*ABOUT THIS TASK:* Give every line of the data again, exactly.

Items from a dataset

★ ★ ★

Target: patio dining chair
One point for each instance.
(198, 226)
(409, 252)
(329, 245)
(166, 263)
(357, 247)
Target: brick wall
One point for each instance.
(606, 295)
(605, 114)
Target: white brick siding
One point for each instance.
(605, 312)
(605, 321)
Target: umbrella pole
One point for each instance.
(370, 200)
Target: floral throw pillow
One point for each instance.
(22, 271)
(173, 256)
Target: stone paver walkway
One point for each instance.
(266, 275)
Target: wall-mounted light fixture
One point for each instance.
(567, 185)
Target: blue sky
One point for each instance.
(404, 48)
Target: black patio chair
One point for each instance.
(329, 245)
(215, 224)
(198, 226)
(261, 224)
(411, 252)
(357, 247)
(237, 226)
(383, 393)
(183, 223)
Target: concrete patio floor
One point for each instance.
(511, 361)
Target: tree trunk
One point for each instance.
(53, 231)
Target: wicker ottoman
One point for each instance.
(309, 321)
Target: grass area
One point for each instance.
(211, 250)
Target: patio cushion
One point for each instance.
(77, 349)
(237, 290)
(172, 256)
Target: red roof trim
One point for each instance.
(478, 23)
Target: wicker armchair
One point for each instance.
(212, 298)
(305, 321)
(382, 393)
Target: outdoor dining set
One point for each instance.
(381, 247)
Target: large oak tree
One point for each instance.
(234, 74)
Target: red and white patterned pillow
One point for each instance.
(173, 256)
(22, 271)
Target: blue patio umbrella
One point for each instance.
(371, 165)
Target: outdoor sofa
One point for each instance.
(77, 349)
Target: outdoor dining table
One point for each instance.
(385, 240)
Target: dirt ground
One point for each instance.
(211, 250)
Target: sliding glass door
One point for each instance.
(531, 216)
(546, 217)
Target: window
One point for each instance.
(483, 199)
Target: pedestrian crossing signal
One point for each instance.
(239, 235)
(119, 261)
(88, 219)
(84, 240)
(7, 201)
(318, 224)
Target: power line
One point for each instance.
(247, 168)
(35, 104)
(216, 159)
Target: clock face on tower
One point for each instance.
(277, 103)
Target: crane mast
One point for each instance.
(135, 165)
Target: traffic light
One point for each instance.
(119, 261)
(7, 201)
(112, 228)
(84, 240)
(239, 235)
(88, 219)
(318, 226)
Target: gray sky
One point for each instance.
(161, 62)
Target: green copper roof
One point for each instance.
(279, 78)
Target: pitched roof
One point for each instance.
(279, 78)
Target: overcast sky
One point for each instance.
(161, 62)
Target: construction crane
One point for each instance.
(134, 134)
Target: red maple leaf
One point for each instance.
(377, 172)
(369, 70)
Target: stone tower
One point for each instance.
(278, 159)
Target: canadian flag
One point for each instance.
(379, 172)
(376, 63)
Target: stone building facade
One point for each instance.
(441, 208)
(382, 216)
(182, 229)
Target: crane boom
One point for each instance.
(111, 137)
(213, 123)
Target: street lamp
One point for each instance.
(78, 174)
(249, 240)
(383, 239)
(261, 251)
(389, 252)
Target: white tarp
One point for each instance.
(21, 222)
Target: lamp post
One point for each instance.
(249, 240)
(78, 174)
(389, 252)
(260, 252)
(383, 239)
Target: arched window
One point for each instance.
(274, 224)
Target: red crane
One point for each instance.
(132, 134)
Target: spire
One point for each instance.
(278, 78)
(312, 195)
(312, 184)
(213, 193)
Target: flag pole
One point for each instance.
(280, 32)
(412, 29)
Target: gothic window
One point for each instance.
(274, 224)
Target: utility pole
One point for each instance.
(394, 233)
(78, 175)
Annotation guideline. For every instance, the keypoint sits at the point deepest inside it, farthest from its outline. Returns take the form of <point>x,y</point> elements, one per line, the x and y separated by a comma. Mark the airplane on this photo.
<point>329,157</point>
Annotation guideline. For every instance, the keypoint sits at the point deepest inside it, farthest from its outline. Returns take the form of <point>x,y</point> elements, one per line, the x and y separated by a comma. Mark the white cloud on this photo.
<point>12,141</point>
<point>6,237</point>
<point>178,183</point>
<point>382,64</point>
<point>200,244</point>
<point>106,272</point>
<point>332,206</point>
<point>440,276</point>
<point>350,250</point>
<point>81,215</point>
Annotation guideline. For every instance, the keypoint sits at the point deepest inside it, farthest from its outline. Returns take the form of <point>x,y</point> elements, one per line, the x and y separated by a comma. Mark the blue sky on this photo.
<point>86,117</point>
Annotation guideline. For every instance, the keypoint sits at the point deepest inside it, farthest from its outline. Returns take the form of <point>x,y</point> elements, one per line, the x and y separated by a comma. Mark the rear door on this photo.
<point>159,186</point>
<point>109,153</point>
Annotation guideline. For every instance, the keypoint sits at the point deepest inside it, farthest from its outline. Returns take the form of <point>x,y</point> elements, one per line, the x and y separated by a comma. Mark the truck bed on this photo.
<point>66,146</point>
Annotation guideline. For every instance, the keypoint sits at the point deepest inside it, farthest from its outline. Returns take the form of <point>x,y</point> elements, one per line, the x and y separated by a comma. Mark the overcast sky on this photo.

★ ★ ★

*ANSWER BOX:*
Target: patio dining chair
One point for each instance.
(198, 226)
(409, 252)
(329, 245)
(166, 263)
(357, 247)
Target: brick wall
One point for each instance.
(606, 295)
(605, 114)
Target: white brick siding
One point for each instance.
(605, 312)
(605, 321)
Target: umbrella pole
One point for each instance.
(370, 200)
Target: floral throw pillow
One point for each instance.
(22, 271)
(173, 256)
Target: stone paver walkway
One point for each instance.
(266, 275)
Target: wall-mounted light fixture
One point for each instance.
(567, 185)
Target: blue sky
One point for each instance.
(404, 48)
Target: black patio chair
One point for each instance.
(329, 245)
(215, 224)
(198, 226)
(261, 224)
(411, 252)
(357, 247)
(237, 226)
(383, 393)
(183, 223)
Target: concrete patio floor
One point for each instance.
(511, 361)
Target: tree trunk
One point for each instance.
(53, 231)
Target: wicker ottoman
One point for each instance.
(309, 321)
Target: grass area
One point for each instance.
(211, 250)
Target: patio cushion
One point for each instance.
(77, 349)
(237, 290)
(172, 256)
Target: red roof trim
One point for each instance.
(478, 23)
Target: wicker armchair
One point for each instance.
(212, 298)
(305, 321)
(382, 393)
Target: outdoor dining set
One point for each instance.
(381, 247)
Target: large oak tree
One point for each instance.
(234, 74)
Target: red and white patterned pillow
One point for each instance.
(173, 256)
(22, 271)
Target: blue patio umbrella
One point for each instance.
(371, 165)
Target: outdoor sofa
One point for each instance.
(77, 349)
Target: outdoor dining table
One point for each instance.
(385, 240)
Target: dirt ground
One point for each instance.
(211, 250)
Target: sliding glass door
One point for each instance.
(531, 216)
(546, 217)
Target: window
One point for each instance.
(483, 199)
Target: pedestrian crossing signal
One point for each instance.
(239, 235)
(119, 261)
(88, 219)
(84, 240)
(7, 201)
(318, 224)
Target: power line
One point for each instance.
(247, 168)
(35, 104)
(216, 159)
Target: clock face on tower
One point for each instance.
(277, 103)
Target: crane mast
One point for each instance.
(135, 165)
Target: traffic light
One point for each instance.
(119, 261)
(7, 201)
(112, 228)
(84, 240)
(239, 235)
(88, 219)
(318, 226)
Target: gray sky
One point for each instance.
(161, 62)
Target: green copper roof
One point for each instance.
(279, 78)
Target: pitched roof
One point for each instance.
(279, 78)
Target: overcast sky
One point for each instance.
(161, 62)
Target: construction crane
One point for each instance.
(134, 134)
Target: red maple leaf
One point for each instance.
(377, 172)
(369, 70)
Target: stone tower
One point for each instance.
(278, 159)
Target: canadian flag
One point for each instance.
(379, 172)
(376, 63)
Target: stone building facade
One point for each instance.
(441, 208)
(382, 216)
(182, 229)
Target: crane boom
One point for each instance.
(111, 137)
(213, 123)
Target: street lamp
One point for each instance.
(78, 174)
(249, 240)
(383, 239)
(261, 251)
(389, 252)
Target: white tarp
One point for each instance.
(21, 222)
Target: lamp post
One point for each instance.
(249, 240)
(78, 174)
(389, 252)
(260, 252)
(383, 239)
Target: arched window
One point for each instance.
(274, 224)
Target: red crane
One point for each instance.
(132, 134)
Target: spire
One point for each instance.
(278, 78)
(312, 195)
(312, 184)
(213, 193)
Target: flag pole
One point for each instance.
(280, 32)
(412, 29)
Target: gothic window
One point for each instance.
(274, 224)
Target: utility pole
One point for each instance.
(394, 233)
(78, 175)
Annotation guideline. For every instance, the keypoint sits at the point deepest inside it, farthest from its outline. Returns take the form of <point>x,y</point> elements, one per line, the x and y separated by a comma. Mark the airplane on this photo.
<point>329,157</point>
Annotation guideline. For every instance, the keypoint sits at the point deepest inside it, farthest from its outline. Returns take the form of <point>x,y</point> elements, one per line, the x and y separated by a comma. Mark the white cloud on this photo.
<point>12,141</point>
<point>6,237</point>
<point>178,183</point>
<point>382,64</point>
<point>200,244</point>
<point>106,272</point>
<point>332,206</point>
<point>440,276</point>
<point>350,250</point>
<point>81,215</point>
Annotation guideline. For every instance, the keypoint sits at the point deepest inside it, farthest from its outline. Returns take the form of <point>x,y</point> elements, one per line, the x and y separated by a comma. Mark the blue sky on this photo.
<point>86,117</point>
Annotation guideline. For every instance, the keypoint sits at the point deepest inside it, farthest from its outline. Returns take the form of <point>x,y</point> elements, one per line, the x and y separated by a comma. Mark the rear door on this photo.
<point>159,186</point>
<point>109,153</point>
Annotation guideline. For every instance, the keypoint sits at the point deepest inside it, farthest from its outline. Returns take the form of <point>x,y</point> elements, one per line, the x and y separated by a comma. Mark the truck bed on this photo.
<point>66,146</point>
Annotation guideline. For every instance, the keypoint sits at the point deepest inside it, farthest from its outline. Returns take the form of <point>x,y</point> elements, one per line, the x and y separated by a comma. Mark the overcast sky on this photo.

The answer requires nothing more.